• [Job]: According to the pilot launch article, how much does the Singing River Island weigh?

• [Source text]:
+---+
Sturdy launch keeps Pascagoula pilots all-weather ready
Capt. Walter Gautier stood on the aft deck of the new pilot launch Singing River Island in Pascagoula, Miss., as a 30-knot wind blew from the south.
“When it’s a sea like this,” Gautier said, gesturing toward the Gulf of Mexico, “this is the boat you want.”
The 55-foot Singing River Island is the newest and most versatile vessel in the Pascagoula Bar Pilot’s Association fleet. Metal Shark built the twin-engine launch using its well-established Defiant 55 platform developed specifically for pilot transfers.
The sturdy aluminum vessel entered service last fall alongside Round Island, the group’s everyday boat delivered by Metal Shark a decade ago, and Horn Island, its backup vessel. Singing River Island can do a little of everything, but the Pascagoula group said it excels in rough weather.
“Singing River Island’s best aspect is its weight coming in at 35 tons, contributing to its great ride in rough sea conditions,” said Darryl Langley, president of the six-pilot association that primarily serves the Port of Pascagoula.
“Also, the unique boarding platform on the bow allows us to extend the platform or retract it,” he continued. “If we need to use the extreme bow, we can access it via the centerline, which adds safety.”
The Pascagoula pilots are based on Bayou Casotte, just across from the Port of Pascagoula, which is the largest in Mississippi. The site is home to a large Chevron refinery as well as public and private terminals that collectively move 25 million tons of cargo each year. Crude oil, refined products and forestry products including finished paper are among its highest-volume cargoes.
The region is also home to two major shipbuilders, Huntington Ingalls Industries and Halter Marine, both of which have active new construction and repair activities that occasionally require pilotage. The longest runs for the Pascagoula Pilots are around 14 miles into the Gulf of Mexico.
The Pascagoula Pilots established a relationship with Metal Shark more than a decade ago. At the time, the group was down to a single operational vessel and needed its new launch as quickly as possible. They considered multiple shipyards before arriving on Metal Shark, which offered to adapt a 45-foot vessel it was building for the U.S. Coast Guard.
“This was in September, and they called back the next day and said … we will have it for you by Thanksgiving,” Gautier recalled.
That vessel, the 39-foot Round Island, is a top performer for the pilots. It handles well, maneuvers confidently alongside a ship and can hit 38 mph thanks to three 300-hp Yamaha outboards. Round Island’s only real limitation is its relatively light weight, which limits its capabilities in rough weather. Singing River Island, named for a local island, has no such limitations.
“She’s a heavy girl but that is what you need for heavy weather,” said Gautier, who likened the ride to that of an Abrams tank.
The analogy isn’t too far off. Metal Shark is probably best known for delivering versatile patrol boats for the U.S. Navy and Coast Guard, as well as allied militaries around the world. Carl Wegener, the shipyard’s vice president of sales, said the sturdy hulls are built to exacting military standards.
+---+
Dataset excerpts on pointing to objects

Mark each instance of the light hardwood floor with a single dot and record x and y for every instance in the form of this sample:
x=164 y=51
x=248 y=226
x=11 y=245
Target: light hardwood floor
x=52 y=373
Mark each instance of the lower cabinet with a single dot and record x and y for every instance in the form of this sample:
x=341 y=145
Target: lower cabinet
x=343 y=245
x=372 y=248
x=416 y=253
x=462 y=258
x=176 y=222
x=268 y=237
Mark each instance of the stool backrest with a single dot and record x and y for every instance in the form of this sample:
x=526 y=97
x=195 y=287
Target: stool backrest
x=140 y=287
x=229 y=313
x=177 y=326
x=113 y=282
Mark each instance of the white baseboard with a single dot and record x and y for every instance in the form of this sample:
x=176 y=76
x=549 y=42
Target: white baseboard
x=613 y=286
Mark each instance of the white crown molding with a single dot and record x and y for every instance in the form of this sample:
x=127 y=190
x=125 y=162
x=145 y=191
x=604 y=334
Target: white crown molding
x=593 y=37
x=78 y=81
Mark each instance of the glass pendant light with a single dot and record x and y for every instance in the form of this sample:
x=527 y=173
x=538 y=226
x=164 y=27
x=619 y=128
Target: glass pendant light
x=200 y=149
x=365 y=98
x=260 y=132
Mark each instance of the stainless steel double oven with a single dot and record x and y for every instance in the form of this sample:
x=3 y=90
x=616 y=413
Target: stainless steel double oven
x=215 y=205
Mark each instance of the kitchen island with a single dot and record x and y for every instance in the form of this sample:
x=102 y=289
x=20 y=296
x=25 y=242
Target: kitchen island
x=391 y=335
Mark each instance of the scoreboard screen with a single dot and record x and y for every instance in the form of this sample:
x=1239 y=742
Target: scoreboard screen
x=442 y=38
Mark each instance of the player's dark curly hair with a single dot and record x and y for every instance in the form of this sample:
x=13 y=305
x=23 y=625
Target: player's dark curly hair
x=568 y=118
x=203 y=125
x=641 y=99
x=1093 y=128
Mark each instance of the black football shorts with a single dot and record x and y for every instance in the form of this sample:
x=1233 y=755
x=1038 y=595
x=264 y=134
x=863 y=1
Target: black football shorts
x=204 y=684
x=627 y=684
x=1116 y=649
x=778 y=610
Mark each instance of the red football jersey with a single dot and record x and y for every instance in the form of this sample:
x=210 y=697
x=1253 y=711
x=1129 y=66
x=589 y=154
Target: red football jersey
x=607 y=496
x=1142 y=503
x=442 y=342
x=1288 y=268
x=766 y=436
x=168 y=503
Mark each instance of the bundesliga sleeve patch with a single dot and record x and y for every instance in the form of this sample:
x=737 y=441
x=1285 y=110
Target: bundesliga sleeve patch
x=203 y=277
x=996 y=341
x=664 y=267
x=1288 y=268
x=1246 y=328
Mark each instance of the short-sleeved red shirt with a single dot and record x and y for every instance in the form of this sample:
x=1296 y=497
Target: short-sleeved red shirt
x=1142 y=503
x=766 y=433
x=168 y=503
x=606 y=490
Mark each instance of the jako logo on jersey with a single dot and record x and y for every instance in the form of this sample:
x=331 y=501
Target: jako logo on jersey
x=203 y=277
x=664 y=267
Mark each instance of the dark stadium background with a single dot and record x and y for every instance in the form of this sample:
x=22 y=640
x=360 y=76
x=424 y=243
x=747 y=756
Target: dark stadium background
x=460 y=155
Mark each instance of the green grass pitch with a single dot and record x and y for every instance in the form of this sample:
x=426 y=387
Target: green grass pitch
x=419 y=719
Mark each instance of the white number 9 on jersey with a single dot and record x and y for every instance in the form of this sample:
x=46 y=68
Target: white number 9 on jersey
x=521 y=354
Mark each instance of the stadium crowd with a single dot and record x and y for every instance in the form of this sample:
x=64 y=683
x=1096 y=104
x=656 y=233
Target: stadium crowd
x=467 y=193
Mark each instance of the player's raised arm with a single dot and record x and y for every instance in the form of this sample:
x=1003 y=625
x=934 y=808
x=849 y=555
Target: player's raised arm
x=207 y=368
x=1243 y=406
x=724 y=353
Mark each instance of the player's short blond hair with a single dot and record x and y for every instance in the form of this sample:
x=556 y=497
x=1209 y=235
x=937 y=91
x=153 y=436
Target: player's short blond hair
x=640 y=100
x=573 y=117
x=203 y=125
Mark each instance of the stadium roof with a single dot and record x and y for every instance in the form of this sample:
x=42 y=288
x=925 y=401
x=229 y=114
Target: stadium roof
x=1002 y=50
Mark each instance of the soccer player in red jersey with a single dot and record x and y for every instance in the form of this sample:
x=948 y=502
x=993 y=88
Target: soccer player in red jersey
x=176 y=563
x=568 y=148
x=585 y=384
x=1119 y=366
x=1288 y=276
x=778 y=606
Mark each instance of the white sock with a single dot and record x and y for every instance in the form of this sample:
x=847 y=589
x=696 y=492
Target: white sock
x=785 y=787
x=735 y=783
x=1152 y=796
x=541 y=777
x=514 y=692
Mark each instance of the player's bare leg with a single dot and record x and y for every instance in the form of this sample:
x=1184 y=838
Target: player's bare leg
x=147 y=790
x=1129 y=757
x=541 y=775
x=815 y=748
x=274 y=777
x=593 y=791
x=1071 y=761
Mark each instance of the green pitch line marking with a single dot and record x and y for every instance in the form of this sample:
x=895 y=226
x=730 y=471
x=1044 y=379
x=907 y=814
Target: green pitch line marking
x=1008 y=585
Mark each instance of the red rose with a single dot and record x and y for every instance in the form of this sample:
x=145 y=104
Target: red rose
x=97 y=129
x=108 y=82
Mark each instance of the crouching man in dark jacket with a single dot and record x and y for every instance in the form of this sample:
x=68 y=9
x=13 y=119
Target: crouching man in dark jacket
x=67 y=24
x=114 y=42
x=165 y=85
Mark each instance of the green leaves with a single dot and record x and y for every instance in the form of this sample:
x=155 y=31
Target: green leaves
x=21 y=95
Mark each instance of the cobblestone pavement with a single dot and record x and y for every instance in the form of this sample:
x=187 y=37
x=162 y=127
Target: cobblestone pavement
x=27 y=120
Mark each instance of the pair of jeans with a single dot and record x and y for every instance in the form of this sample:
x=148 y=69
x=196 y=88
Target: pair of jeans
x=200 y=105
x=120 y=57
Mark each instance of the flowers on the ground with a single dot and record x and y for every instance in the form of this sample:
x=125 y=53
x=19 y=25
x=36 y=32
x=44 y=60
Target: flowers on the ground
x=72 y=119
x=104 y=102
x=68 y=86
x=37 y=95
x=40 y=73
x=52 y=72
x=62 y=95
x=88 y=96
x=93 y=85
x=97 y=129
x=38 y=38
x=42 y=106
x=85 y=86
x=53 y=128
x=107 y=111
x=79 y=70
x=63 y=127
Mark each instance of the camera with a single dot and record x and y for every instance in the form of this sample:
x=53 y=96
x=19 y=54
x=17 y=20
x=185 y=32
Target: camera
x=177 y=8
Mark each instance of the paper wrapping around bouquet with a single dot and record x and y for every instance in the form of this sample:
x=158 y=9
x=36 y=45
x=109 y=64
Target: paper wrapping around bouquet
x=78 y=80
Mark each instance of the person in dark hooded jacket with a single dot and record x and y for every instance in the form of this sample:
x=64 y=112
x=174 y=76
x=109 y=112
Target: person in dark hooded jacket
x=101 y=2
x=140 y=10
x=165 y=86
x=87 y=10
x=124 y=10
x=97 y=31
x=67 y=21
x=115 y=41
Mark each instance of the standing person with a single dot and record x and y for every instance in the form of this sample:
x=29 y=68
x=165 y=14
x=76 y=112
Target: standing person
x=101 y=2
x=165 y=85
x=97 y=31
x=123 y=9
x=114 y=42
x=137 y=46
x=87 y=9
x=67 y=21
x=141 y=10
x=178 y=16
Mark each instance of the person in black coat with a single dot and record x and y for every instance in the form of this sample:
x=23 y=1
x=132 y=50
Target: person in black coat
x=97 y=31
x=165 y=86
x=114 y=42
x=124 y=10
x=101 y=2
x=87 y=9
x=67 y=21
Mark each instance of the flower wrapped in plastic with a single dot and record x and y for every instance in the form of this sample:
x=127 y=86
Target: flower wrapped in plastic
+---+
• [Answer in full]: 35 tons